Work instruction A
According to the biography of Joseph Sampson Gamgee, where did he study before becoming a student at University College Hospital?
Work instruction B
Reproduce the part of the biography of Joseph Sampson Gamgee from "He was the son" to "a close friend." word for word.

Dr Joseph Sampson Gamgee, MRCS, FRSE (17 April 1828, Livorno, Italy – 18 September 1886) was a surgeon at the Queen's Hospital (later the General Hospital) in Birmingham, England. He pioneered aseptic surgery (having once shared lodgings with Joseph Lister), and, in 1880 invented Gamgee Tissue, an absorbent cotton wool and gauze surgical dressing.

Life

He was the son of Joseph Gamgee (1801–1895), a veterinary surgeon in Leghorn, Italy, and his wife, Mary Ann West (1799-1873). He was the sibling of Dr John Gamgee, inventor and Professor of Anatomy and Physiology at Dick Veterinary College, Edinburgh and Dr Arthur Gamgee. Sampson studied at the Royal Veterinary College, London. While a veterinary student, he was invited to attend lectures at University College Hospital and his work was so good that he was persuaded to become a student there. His classmate was Joseph Lister with whom he shared lodgings and considered him a close friend.

Data provided
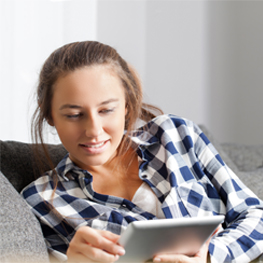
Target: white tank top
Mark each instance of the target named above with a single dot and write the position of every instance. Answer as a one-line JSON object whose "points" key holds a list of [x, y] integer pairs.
{"points": [[148, 201]]}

Task response A
The Royal Veterinary College, London.

Task response B
He was the son of Joseph Gamgee (1801–1895), a veterinary surgeon in Leghorn, Italy, and his wife, Mary Ann West (1799-1873). He was the sibling of Dr John Gamgee, inventor and Professor of Anatomy and Physiology at Dick Veterinary College, Edinburgh and Dr Arthur Gamgee. Sampson studied at the Royal Veterinary College, London. While a veterinary student, he was invited to attend lectures at University College Hospital and his work was so good that he was persuaded to become a student there. His classmate was Joseph Lister with whom he shared lodgings and considered him a close friend.